§ **THE EXERCISE**
Output the material beneath exactly, leaving nothing out.

§ **SUPPLIED ENTRIES**

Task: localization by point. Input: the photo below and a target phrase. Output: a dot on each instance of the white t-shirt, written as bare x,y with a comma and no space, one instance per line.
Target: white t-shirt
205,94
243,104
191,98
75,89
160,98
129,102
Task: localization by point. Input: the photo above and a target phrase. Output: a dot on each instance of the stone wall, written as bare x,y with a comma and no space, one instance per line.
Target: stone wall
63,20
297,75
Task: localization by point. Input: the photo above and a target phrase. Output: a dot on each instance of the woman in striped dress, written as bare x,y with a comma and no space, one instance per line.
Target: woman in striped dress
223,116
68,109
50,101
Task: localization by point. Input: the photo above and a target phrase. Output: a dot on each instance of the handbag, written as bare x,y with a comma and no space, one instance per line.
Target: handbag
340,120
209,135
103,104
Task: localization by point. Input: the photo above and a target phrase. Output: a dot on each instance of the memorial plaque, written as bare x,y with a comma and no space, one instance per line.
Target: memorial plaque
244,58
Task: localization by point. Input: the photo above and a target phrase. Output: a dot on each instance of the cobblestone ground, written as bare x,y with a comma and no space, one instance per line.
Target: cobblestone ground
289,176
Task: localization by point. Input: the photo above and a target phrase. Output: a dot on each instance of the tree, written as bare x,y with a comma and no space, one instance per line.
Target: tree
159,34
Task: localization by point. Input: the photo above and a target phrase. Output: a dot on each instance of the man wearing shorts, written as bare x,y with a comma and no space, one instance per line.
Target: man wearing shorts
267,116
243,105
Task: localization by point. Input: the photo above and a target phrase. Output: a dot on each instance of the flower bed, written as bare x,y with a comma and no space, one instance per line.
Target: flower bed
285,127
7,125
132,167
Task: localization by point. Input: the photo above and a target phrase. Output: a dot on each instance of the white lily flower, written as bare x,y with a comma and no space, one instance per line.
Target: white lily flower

§ **SOLVED PROBLEM**
Task: localization by point. Input: the photo below and a target phrase. Output: a dot on each instance of the white t-shirt, written as bare x,y with a comma and no space, one instance per line.
Target: white t-shirt
205,94
243,104
191,98
75,89
160,98
129,102
Task: localization by point. Input: the photo above and a target phrase. Output: a dot on each instance of the stone wall, written as bare x,y with a comma and no space, one instance per line.
Target: stone wall
63,20
297,75
Task: localization by point. Input: the photo above and a target phrase. Output: a dot on each instance of the woman in striped dress, written as bare x,y with a comma and no space, one instance per line.
Target: woman in striped dress
223,116
68,109
50,101
Task: localization by point. Input: the photo above and a target phrase. Output: a dot on each instance of the handbag, written as bare x,y with a comma and no space, one instance per line.
Target: handbag
340,120
209,135
103,104
Task: localization by point. Input: the photo above and a target phrase. Output: a dot on each instance of the memorial plaque, written as bare x,y with a comma and no space, one instance per line.
Target: memorial plaque
244,58
Task: localization by point. Input: the photo above and a target phrase. Output: a dot on each instance of the cobblestone ground, written as bare x,y with a comma and no space, one instance per line.
Target: cobblestone ground
289,176
Task: localization by point. Input: the photo above and a target phrase. Output: a dot on each instance of the tree, written as bare x,y with a comma and no space, one instance per line.
Target: tree
159,34
Task: localization by point. Input: the photo above and a target phrase. Output: a dot on each instance of the man wearing shorts, written as bare x,y with a comma and no space, one instance per line.
Target: man wearing shorts
267,116
243,105
Task: localization by point. Input: the photo above and a target phrase. Output: a dot on each instance of the flower bed, written as bare x,y with a comma and no space, one instance per line.
Target: flower bed
285,127
7,125
132,167
Task: localization by point. Input: the photo above and a target phrase. Output: a dot on each instance of the white lily flower, written as bare x,y with a comma and no space, one instance per line.
Target: white lily flower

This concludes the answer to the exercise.